=== TASK DETAILS ===
Copy nothing from the entries below except the lines from the one containing "Query: black and white tile floor" through the one containing "notation: point(283, 511).", and copy those exactly.
· · ·
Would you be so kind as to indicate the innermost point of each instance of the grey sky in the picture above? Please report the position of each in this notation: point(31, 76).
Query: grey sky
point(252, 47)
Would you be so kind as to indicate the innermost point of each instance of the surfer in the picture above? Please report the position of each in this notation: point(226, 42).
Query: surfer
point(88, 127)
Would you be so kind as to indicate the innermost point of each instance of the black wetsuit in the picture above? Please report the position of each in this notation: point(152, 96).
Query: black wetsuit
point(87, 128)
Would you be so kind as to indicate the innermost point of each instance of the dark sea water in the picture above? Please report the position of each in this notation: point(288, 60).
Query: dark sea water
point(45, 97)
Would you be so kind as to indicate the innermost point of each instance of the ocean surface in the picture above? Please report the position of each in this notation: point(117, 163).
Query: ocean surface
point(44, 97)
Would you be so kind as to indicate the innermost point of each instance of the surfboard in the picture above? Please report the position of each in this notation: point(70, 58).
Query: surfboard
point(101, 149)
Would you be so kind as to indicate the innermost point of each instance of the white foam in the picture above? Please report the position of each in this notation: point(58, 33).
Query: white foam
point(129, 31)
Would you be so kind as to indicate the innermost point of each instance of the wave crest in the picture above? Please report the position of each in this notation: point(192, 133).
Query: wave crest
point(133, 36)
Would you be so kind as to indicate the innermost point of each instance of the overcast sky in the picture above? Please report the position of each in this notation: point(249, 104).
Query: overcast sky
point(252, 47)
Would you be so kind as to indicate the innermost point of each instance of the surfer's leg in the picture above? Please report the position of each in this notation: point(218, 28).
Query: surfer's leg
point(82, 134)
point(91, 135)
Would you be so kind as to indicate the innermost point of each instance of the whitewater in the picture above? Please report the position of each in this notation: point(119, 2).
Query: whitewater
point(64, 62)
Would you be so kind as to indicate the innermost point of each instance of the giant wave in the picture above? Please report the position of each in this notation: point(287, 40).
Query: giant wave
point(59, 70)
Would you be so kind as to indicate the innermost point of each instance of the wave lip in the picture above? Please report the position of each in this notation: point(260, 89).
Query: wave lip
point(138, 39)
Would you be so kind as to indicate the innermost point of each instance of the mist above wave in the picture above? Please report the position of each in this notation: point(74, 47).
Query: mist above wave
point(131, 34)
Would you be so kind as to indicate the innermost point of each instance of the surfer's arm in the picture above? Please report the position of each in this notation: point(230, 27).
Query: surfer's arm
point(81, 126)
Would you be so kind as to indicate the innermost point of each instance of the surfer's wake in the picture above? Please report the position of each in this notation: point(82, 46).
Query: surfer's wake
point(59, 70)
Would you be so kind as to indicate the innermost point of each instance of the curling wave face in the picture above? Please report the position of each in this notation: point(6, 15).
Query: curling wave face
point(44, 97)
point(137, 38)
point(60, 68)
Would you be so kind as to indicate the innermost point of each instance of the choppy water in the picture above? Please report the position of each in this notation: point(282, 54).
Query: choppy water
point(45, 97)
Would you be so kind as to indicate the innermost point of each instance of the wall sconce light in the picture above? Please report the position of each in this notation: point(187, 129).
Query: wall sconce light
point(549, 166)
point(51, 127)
· · ·
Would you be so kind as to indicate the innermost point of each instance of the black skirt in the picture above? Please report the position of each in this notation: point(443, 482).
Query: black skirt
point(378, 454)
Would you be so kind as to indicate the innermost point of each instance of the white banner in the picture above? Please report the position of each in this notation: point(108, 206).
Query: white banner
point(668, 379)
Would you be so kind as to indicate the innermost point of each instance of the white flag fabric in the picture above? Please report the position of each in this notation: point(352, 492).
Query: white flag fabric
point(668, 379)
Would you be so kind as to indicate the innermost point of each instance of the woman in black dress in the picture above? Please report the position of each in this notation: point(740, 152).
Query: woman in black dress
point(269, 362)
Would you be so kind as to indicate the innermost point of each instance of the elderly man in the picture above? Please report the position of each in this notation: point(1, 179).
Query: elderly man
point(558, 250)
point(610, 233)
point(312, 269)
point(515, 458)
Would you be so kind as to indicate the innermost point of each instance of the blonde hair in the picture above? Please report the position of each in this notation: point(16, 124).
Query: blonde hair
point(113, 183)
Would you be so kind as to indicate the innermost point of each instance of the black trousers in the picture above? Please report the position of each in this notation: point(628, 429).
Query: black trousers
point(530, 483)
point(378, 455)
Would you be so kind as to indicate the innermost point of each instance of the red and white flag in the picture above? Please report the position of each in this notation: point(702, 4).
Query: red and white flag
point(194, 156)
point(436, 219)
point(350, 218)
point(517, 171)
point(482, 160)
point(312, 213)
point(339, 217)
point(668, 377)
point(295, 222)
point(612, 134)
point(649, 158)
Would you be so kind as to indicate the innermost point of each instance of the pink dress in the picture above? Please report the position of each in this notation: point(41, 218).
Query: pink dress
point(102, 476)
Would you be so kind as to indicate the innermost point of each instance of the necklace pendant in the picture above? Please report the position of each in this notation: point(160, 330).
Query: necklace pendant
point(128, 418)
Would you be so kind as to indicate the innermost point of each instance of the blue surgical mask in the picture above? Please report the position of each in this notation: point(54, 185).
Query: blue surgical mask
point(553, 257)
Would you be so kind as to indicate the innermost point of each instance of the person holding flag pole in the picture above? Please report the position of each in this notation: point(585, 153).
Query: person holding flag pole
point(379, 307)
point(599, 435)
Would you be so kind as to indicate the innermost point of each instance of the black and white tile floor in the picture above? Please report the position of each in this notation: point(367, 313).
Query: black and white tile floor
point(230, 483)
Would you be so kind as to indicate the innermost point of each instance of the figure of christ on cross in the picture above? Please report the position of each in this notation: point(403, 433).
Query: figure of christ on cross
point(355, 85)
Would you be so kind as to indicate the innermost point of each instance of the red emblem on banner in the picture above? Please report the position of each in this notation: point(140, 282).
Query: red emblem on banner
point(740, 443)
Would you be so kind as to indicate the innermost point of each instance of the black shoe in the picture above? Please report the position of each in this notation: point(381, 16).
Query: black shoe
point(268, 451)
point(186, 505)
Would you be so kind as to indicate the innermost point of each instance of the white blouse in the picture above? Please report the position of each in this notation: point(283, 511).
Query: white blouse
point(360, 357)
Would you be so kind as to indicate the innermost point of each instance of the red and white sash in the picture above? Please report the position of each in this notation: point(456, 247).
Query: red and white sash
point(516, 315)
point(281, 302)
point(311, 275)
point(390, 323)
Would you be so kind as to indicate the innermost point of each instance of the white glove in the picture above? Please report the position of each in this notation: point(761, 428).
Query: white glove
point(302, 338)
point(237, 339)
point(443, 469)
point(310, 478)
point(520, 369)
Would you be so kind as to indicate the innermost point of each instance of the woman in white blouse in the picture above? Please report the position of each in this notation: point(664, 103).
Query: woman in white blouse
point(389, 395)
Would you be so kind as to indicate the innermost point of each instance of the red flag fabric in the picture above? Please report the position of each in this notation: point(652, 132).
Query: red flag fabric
· · ·
=== THE COMPLETED TASK ===
Query: black and white tile floor
point(230, 483)
Would you be so kind as to indicate the innermost point of each instance of the figure of christ on cross in the picture above? Please report the position of each in this notation: point(403, 433).
Query: figure of christ on cross
point(355, 85)
Would you be so kind as to indicate the innermost point of each instance of the red emblem on banner in the picture above? Please report the position of each in this notation: point(140, 282).
Query: red emblem on banner
point(740, 443)
Would you be so kind as to indicate the innermost point of each instance of the black shoe in the picture above? Please report the position of each in this notation: point(381, 16).
Query: black shoe
point(268, 451)
point(186, 505)
Would you be so kind as to indicate the innermost point of each instance of the white blouse in the picture above? Please report the position of each in this notation: point(283, 511).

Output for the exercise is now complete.